Work instructions: Nothing before the line containing "high-rise building?" belongs in the answer; quote that line and all lines after it through the end of the material, word for word.

Rows:
* * *

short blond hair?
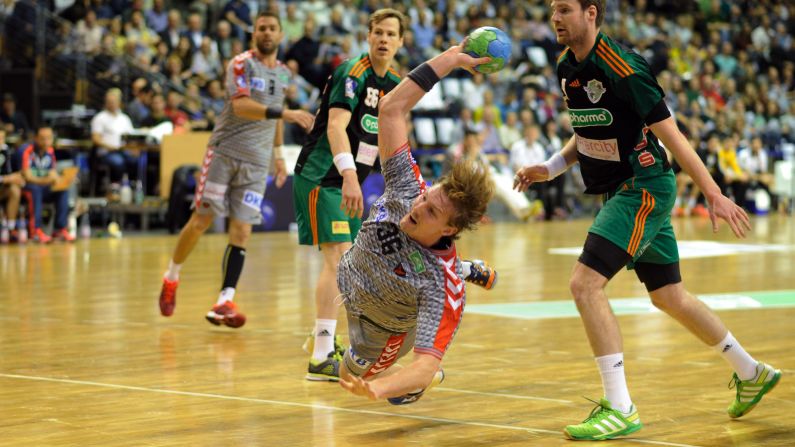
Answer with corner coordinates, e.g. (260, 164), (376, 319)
(367, 8), (408, 37)
(438, 160), (494, 239)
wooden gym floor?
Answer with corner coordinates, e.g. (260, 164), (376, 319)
(0, 216), (795, 447)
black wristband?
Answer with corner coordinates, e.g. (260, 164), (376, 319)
(408, 62), (439, 92)
(265, 106), (282, 120)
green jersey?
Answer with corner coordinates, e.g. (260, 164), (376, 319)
(295, 53), (400, 188)
(557, 33), (671, 194)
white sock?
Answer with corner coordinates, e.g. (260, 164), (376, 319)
(595, 352), (632, 413)
(461, 261), (472, 278)
(712, 331), (756, 380)
(215, 287), (235, 306)
(312, 318), (337, 360)
(163, 260), (182, 281)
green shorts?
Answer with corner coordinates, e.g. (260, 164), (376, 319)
(293, 175), (362, 245)
(588, 170), (679, 270)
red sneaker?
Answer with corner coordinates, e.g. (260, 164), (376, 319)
(31, 228), (52, 244)
(160, 278), (179, 317)
(205, 300), (246, 328)
(52, 228), (75, 242)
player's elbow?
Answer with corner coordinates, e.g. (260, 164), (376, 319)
(378, 92), (406, 122)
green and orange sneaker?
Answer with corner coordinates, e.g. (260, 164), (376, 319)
(563, 398), (643, 441)
(726, 362), (781, 418)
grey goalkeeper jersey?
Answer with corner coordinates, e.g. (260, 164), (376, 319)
(210, 50), (292, 168)
(337, 144), (465, 358)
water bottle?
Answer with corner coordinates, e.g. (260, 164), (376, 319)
(17, 219), (28, 244)
(135, 180), (144, 205)
(80, 213), (91, 239)
(119, 174), (132, 205)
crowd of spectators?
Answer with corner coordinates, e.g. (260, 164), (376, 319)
(0, 0), (795, 224)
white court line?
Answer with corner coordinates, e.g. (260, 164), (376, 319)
(433, 386), (574, 404)
(0, 373), (698, 447)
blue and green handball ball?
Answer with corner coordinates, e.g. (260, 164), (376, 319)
(464, 26), (511, 74)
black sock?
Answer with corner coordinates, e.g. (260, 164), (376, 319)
(221, 245), (246, 290)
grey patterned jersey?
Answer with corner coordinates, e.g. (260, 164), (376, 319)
(210, 50), (291, 167)
(337, 144), (465, 358)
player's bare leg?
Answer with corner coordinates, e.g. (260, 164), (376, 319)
(306, 242), (351, 381)
(159, 212), (213, 317)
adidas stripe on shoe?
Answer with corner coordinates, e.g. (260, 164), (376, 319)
(563, 398), (643, 441)
(726, 362), (781, 418)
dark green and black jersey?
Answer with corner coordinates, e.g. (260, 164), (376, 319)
(557, 33), (671, 194)
(295, 53), (400, 188)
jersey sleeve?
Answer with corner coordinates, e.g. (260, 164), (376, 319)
(382, 141), (426, 200)
(414, 256), (465, 359)
(328, 61), (364, 112)
(226, 53), (251, 99)
(618, 56), (671, 125)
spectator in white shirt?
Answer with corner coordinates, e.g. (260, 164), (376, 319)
(91, 88), (138, 183)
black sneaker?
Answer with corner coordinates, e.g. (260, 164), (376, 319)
(463, 259), (497, 290)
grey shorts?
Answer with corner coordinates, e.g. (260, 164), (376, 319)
(343, 311), (417, 378)
(193, 147), (269, 225)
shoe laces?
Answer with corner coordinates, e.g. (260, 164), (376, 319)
(582, 396), (611, 424)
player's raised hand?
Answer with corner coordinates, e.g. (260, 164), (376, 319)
(282, 109), (315, 133)
(513, 165), (549, 192)
(707, 194), (751, 238)
(340, 375), (379, 400)
(445, 40), (491, 74)
(340, 169), (364, 218)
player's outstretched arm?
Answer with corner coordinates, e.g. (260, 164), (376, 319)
(232, 96), (315, 132)
(378, 44), (491, 160)
(649, 117), (751, 237)
(513, 136), (577, 191)
(340, 353), (442, 400)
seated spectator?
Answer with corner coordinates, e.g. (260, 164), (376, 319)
(166, 90), (190, 133)
(0, 93), (29, 140)
(141, 93), (171, 128)
(497, 112), (522, 149)
(0, 128), (25, 243)
(126, 78), (154, 127)
(91, 88), (138, 183)
(22, 126), (75, 244)
(223, 0), (253, 41)
(737, 136), (773, 213)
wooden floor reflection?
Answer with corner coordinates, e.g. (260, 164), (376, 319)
(0, 216), (795, 447)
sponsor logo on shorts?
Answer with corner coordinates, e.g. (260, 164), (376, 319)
(243, 189), (262, 211)
(577, 135), (621, 161)
(569, 109), (613, 127)
(638, 151), (655, 168)
(202, 180), (228, 202)
(345, 78), (359, 98)
(362, 113), (378, 134)
(251, 78), (265, 92)
(331, 220), (351, 234)
(409, 251), (425, 273)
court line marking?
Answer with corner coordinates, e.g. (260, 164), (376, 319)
(0, 373), (698, 447)
(433, 386), (574, 404)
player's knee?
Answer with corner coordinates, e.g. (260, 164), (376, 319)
(189, 213), (213, 233)
(229, 220), (251, 247)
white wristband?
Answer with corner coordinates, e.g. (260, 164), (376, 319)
(541, 152), (569, 180)
(334, 152), (356, 175)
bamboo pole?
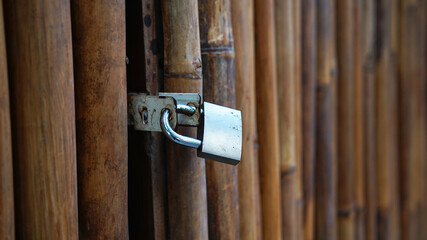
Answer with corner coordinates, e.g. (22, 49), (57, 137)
(0, 1), (15, 240)
(375, 0), (399, 239)
(419, 1), (427, 236)
(301, 0), (316, 240)
(2, 0), (78, 239)
(231, 0), (262, 240)
(199, 0), (240, 239)
(274, 0), (298, 239)
(292, 0), (304, 239)
(336, 0), (355, 239)
(126, 0), (168, 239)
(255, 0), (282, 239)
(315, 0), (337, 239)
(398, 0), (425, 239)
(71, 1), (128, 239)
(362, 0), (378, 240)
(162, 0), (208, 239)
(353, 0), (366, 239)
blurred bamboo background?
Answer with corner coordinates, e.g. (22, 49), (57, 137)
(0, 0), (427, 240)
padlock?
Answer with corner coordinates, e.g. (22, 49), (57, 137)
(161, 102), (242, 165)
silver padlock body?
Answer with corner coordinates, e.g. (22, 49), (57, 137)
(197, 102), (242, 165)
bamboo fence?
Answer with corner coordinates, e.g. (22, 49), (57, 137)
(0, 0), (427, 240)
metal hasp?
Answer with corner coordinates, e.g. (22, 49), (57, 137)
(128, 93), (242, 165)
(128, 93), (177, 132)
(197, 102), (242, 165)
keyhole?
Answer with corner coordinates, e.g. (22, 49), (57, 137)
(141, 107), (148, 124)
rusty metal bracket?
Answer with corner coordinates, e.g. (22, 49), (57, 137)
(128, 93), (177, 132)
(128, 93), (201, 132)
(159, 92), (202, 127)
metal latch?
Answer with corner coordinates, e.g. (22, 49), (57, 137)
(128, 93), (242, 165)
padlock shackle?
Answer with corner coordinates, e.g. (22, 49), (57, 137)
(160, 108), (202, 148)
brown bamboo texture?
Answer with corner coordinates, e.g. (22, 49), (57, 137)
(292, 0), (304, 239)
(126, 0), (168, 239)
(398, 0), (426, 239)
(141, 0), (168, 240)
(274, 0), (297, 239)
(352, 0), (366, 239)
(199, 0), (240, 239)
(315, 0), (337, 239)
(0, 1), (15, 240)
(2, 0), (78, 239)
(71, 1), (129, 239)
(231, 0), (262, 240)
(255, 0), (282, 239)
(361, 0), (377, 240)
(301, 0), (316, 240)
(336, 0), (355, 239)
(162, 0), (208, 239)
(375, 0), (400, 239)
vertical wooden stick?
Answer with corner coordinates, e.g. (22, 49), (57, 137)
(315, 0), (337, 239)
(162, 0), (208, 239)
(199, 0), (240, 239)
(398, 0), (425, 239)
(274, 0), (298, 239)
(301, 0), (316, 240)
(71, 0), (128, 239)
(126, 0), (168, 239)
(362, 0), (378, 240)
(2, 0), (78, 239)
(255, 0), (282, 239)
(292, 0), (304, 239)
(336, 0), (355, 239)
(375, 0), (399, 239)
(0, 0), (15, 240)
(352, 0), (366, 240)
(231, 0), (261, 240)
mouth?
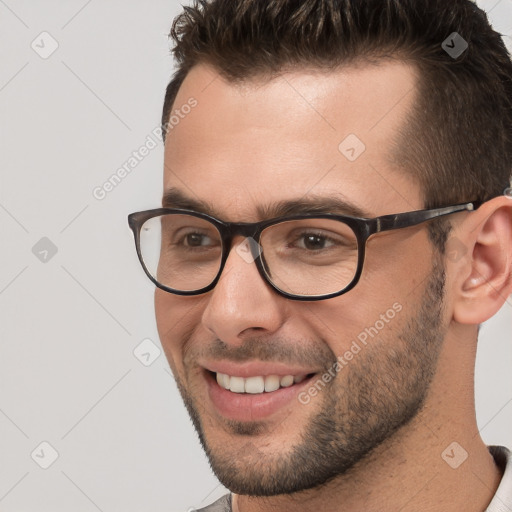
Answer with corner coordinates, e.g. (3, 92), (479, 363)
(203, 369), (317, 422)
(207, 370), (315, 395)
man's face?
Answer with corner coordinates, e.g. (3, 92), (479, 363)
(155, 63), (444, 495)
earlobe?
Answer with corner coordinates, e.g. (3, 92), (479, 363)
(454, 196), (512, 324)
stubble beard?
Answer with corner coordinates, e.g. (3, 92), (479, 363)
(170, 262), (445, 496)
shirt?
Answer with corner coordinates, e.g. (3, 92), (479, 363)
(197, 446), (512, 512)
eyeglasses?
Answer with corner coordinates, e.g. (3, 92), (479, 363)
(128, 202), (480, 301)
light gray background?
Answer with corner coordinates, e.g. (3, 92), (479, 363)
(0, 0), (512, 512)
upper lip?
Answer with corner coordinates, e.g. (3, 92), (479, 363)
(201, 361), (317, 378)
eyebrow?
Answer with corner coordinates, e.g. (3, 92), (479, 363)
(162, 188), (373, 220)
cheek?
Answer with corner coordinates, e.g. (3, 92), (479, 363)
(155, 288), (202, 374)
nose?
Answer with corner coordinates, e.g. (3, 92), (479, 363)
(202, 239), (287, 345)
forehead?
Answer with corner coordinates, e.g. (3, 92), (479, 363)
(164, 62), (422, 221)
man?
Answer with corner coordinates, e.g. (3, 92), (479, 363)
(130, 0), (512, 512)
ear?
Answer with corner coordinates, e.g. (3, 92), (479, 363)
(448, 196), (512, 324)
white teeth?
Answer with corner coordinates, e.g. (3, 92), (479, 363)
(213, 373), (306, 395)
(245, 377), (265, 395)
(281, 375), (293, 388)
(229, 377), (245, 393)
(265, 375), (280, 393)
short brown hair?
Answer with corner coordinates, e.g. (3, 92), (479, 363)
(162, 0), (512, 230)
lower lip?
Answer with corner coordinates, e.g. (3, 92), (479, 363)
(206, 372), (314, 421)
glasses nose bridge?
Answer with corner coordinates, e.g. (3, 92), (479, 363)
(223, 222), (261, 250)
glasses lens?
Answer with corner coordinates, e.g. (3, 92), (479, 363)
(140, 214), (222, 292)
(260, 219), (358, 297)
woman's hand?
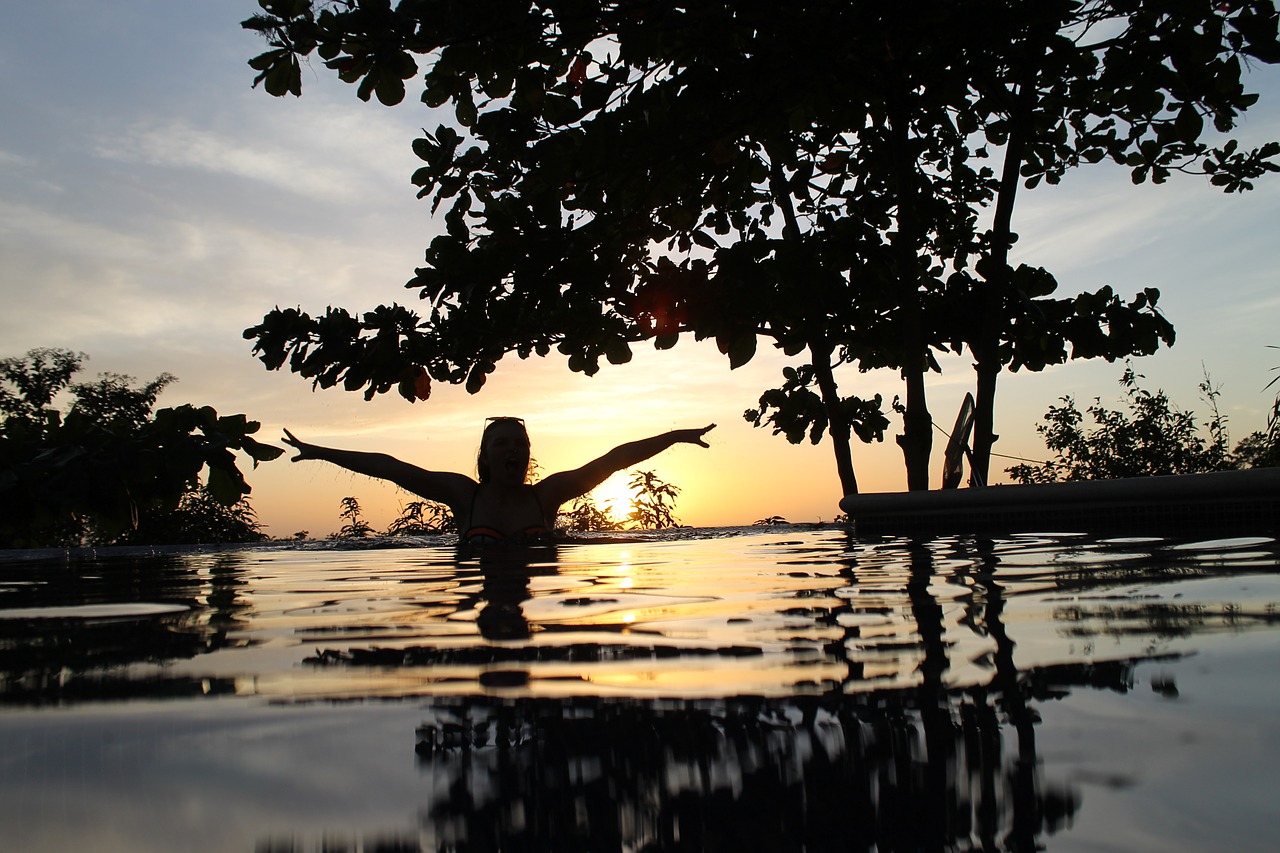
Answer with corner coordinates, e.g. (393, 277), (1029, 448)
(284, 429), (319, 462)
(676, 424), (716, 447)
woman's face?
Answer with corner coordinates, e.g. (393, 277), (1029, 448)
(480, 421), (529, 484)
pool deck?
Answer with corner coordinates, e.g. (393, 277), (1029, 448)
(840, 467), (1280, 534)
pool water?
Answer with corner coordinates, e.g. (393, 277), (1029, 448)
(0, 526), (1280, 852)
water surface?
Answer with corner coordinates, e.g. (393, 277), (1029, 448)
(0, 528), (1280, 850)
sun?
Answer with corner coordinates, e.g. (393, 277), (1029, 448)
(590, 471), (631, 521)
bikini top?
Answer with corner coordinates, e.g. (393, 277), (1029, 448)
(462, 487), (552, 544)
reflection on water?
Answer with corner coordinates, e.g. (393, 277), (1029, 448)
(0, 528), (1280, 850)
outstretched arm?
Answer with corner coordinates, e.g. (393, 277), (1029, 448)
(284, 429), (476, 511)
(538, 424), (716, 508)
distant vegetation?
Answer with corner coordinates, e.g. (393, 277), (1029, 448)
(0, 348), (283, 548)
(329, 471), (680, 539)
(1006, 365), (1280, 483)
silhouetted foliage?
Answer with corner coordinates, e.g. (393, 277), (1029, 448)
(329, 496), (374, 539)
(115, 485), (268, 546)
(0, 348), (283, 547)
(627, 471), (680, 530)
(556, 494), (623, 533)
(243, 0), (1280, 493)
(1006, 365), (1276, 483)
(387, 501), (458, 537)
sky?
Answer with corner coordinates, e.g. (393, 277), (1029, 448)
(0, 0), (1280, 537)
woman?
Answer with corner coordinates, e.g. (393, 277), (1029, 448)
(284, 418), (716, 544)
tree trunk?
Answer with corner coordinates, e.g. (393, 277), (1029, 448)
(809, 345), (858, 494)
(970, 51), (1036, 485)
(888, 82), (933, 492)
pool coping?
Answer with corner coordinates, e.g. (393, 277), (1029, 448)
(840, 467), (1280, 534)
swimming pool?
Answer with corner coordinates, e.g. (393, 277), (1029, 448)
(0, 528), (1280, 850)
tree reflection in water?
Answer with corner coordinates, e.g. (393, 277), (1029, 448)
(404, 542), (1105, 850)
(0, 534), (1280, 850)
(0, 553), (252, 704)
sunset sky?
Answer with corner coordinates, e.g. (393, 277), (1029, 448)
(0, 0), (1280, 537)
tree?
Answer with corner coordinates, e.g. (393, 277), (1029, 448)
(244, 0), (1280, 493)
(0, 348), (283, 547)
(1006, 365), (1280, 483)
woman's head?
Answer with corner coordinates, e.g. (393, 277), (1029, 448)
(476, 418), (529, 483)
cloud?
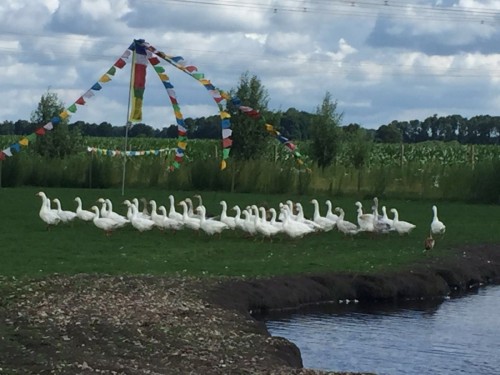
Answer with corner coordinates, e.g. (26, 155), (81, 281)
(0, 0), (500, 128)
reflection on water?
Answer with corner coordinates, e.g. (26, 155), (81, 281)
(266, 286), (500, 375)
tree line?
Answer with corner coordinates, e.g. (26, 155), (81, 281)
(0, 108), (500, 144)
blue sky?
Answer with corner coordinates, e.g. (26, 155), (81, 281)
(0, 0), (500, 129)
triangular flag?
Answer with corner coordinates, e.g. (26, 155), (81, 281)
(59, 110), (69, 119)
(114, 58), (126, 69)
(83, 90), (95, 99)
(10, 143), (21, 152)
(99, 74), (111, 83)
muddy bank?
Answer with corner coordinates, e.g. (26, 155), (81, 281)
(0, 246), (500, 375)
(210, 244), (500, 314)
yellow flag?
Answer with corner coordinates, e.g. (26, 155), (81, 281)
(99, 74), (111, 83)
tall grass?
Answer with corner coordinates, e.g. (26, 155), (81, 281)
(0, 187), (500, 277)
(0, 152), (500, 203)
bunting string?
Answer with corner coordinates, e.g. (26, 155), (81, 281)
(0, 39), (304, 170)
(148, 50), (187, 171)
(139, 42), (233, 170)
(0, 47), (132, 160)
(226, 94), (304, 166)
(87, 146), (175, 156)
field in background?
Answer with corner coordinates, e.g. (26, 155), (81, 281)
(0, 187), (500, 277)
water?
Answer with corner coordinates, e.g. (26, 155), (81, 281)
(266, 286), (500, 375)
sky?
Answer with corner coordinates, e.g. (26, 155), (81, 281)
(0, 0), (500, 129)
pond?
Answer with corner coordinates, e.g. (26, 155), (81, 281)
(265, 286), (500, 375)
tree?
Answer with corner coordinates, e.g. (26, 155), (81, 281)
(31, 92), (82, 158)
(228, 72), (270, 160)
(375, 123), (403, 143)
(309, 92), (343, 169)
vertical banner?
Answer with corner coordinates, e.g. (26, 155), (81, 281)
(129, 39), (148, 122)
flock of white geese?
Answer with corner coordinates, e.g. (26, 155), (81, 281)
(36, 192), (446, 249)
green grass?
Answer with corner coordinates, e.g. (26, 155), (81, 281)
(0, 188), (500, 277)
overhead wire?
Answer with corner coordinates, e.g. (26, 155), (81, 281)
(0, 0), (500, 77)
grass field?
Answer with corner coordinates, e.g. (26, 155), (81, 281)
(0, 187), (500, 277)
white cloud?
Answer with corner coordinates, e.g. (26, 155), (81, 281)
(0, 0), (500, 132)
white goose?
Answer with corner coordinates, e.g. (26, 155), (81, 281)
(168, 195), (183, 222)
(325, 199), (339, 223)
(431, 206), (446, 234)
(196, 205), (229, 236)
(178, 201), (200, 230)
(52, 198), (76, 223)
(91, 206), (120, 236)
(36, 191), (61, 229)
(372, 204), (391, 233)
(241, 208), (257, 236)
(295, 202), (323, 230)
(104, 198), (130, 226)
(158, 206), (184, 230)
(380, 206), (395, 231)
(255, 207), (281, 238)
(354, 201), (374, 232)
(184, 198), (200, 219)
(132, 198), (151, 220)
(281, 205), (314, 238)
(269, 208), (283, 232)
(220, 201), (236, 229)
(75, 197), (95, 221)
(97, 198), (130, 227)
(149, 199), (170, 229)
(335, 207), (359, 235)
(391, 208), (417, 234)
(232, 205), (245, 230)
(128, 203), (155, 232)
(311, 199), (335, 232)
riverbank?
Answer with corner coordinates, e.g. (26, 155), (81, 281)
(0, 245), (500, 375)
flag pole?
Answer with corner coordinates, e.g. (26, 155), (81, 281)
(122, 40), (135, 196)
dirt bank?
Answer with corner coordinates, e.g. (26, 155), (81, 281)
(0, 246), (500, 375)
(211, 245), (500, 313)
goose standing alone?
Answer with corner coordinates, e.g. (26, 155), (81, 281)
(431, 206), (446, 234)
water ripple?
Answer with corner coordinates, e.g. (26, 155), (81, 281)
(266, 286), (500, 375)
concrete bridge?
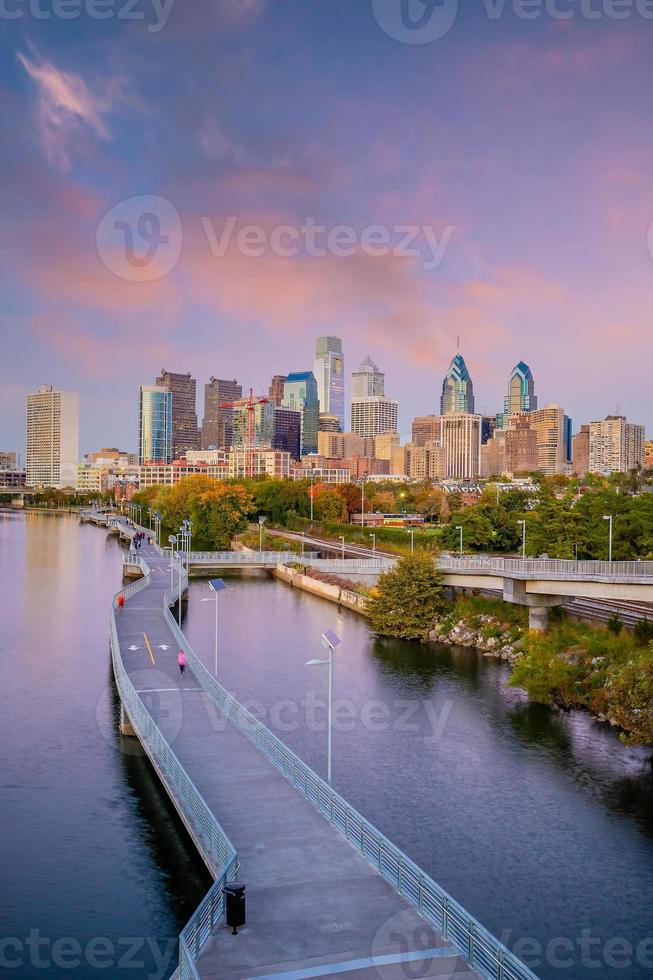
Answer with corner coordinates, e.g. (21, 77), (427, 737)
(437, 555), (653, 631)
(99, 516), (536, 980)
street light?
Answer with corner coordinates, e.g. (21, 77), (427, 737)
(603, 514), (613, 561)
(517, 521), (526, 561)
(306, 630), (342, 786)
(202, 578), (227, 680)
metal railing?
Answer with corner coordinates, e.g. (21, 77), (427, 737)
(109, 557), (238, 980)
(164, 573), (537, 980)
(437, 555), (653, 584)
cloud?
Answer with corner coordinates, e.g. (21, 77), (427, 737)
(16, 52), (117, 172)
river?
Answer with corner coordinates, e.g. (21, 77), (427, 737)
(0, 513), (653, 980)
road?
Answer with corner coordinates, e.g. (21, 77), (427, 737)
(267, 529), (653, 628)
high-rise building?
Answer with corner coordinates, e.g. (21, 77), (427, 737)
(202, 377), (243, 449)
(272, 405), (302, 459)
(589, 415), (644, 474)
(313, 337), (345, 432)
(232, 402), (274, 449)
(155, 369), (200, 459)
(441, 412), (482, 480)
(411, 415), (440, 446)
(503, 361), (537, 417)
(571, 425), (590, 476)
(351, 357), (385, 401)
(138, 385), (173, 466)
(527, 405), (567, 476)
(440, 354), (474, 415)
(282, 371), (320, 456)
(266, 374), (288, 406)
(351, 395), (399, 439)
(26, 385), (79, 489)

* * *

Finished answer:
high-rise building?
Answer with corner coordinates, e.g. (21, 77), (427, 737)
(202, 377), (243, 449)
(272, 405), (302, 459)
(589, 415), (644, 474)
(313, 337), (345, 432)
(232, 402), (274, 449)
(155, 369), (200, 459)
(441, 412), (482, 480)
(411, 415), (440, 446)
(503, 361), (537, 417)
(571, 425), (590, 476)
(351, 357), (385, 401)
(138, 385), (173, 466)
(527, 405), (567, 476)
(440, 354), (474, 415)
(282, 371), (320, 456)
(266, 374), (288, 406)
(351, 395), (399, 439)
(26, 385), (79, 489)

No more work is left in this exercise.